- _PROVIDED ENTRIES_
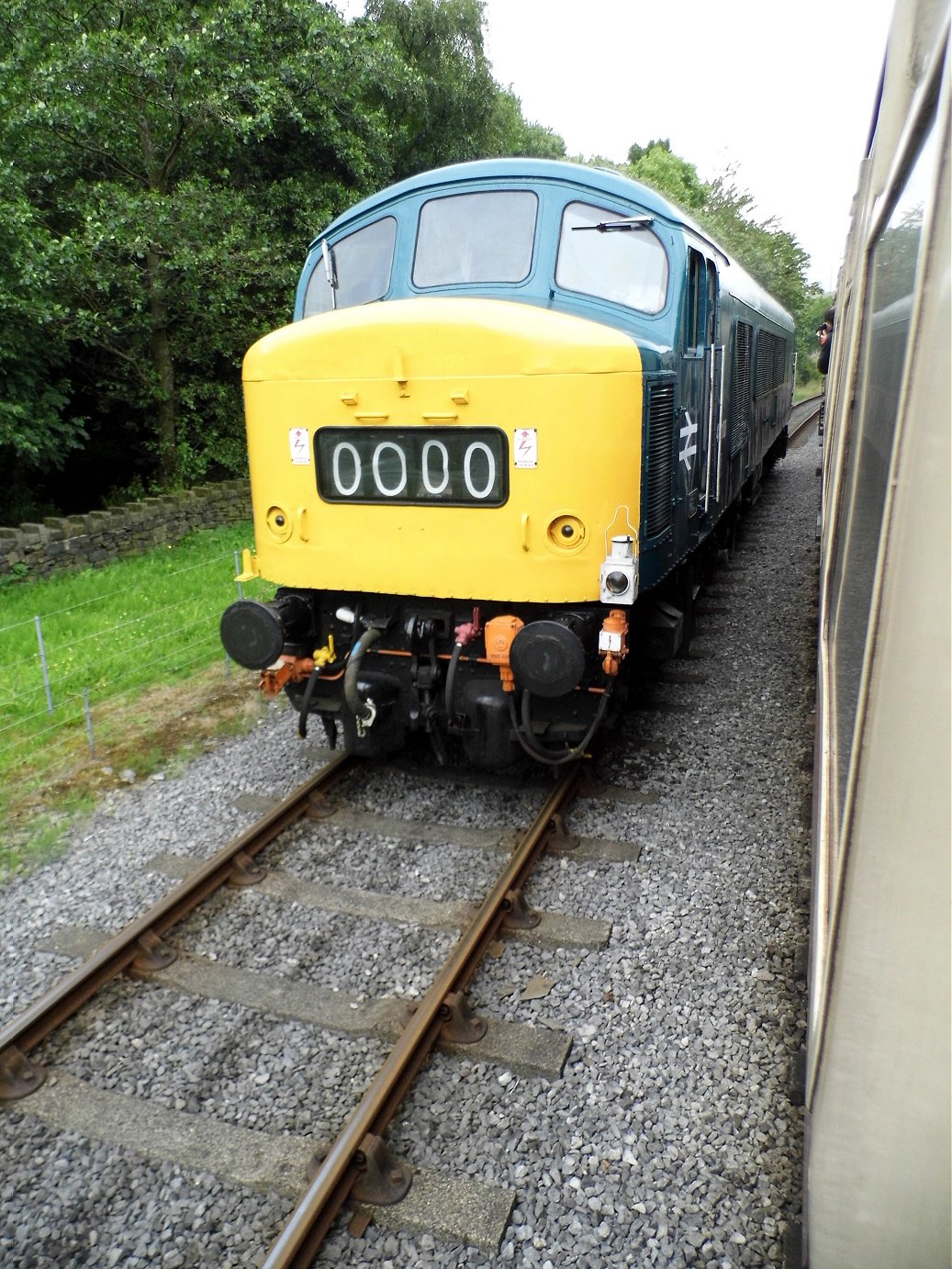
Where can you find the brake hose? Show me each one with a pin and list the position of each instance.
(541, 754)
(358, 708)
--
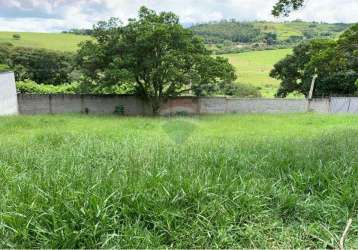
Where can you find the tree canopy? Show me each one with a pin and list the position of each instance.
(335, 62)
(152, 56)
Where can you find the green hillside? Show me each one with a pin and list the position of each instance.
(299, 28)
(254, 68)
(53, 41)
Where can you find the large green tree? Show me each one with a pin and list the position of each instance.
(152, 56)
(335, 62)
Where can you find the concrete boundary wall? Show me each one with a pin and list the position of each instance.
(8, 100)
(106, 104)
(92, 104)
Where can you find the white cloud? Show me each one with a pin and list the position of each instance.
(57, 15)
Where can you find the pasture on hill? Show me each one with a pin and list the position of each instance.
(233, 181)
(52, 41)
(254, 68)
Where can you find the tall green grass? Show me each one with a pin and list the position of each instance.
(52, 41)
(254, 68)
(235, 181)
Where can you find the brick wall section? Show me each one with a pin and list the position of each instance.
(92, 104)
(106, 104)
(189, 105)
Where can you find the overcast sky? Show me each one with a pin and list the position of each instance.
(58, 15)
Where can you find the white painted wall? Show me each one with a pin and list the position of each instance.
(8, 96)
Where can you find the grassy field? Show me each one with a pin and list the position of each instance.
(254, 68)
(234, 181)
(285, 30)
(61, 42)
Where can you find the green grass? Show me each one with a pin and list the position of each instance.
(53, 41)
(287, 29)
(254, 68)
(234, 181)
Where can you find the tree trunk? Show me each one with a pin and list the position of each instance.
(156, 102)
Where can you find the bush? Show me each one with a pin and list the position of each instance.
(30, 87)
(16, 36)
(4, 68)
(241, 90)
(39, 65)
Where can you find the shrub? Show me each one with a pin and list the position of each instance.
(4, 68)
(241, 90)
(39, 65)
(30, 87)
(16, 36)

- _WHAT THE TASK REQUIRES_
How many lines in the records above contain the string "wall"? Reply with the number only.

- _RESULT FOR THIS TASK_
3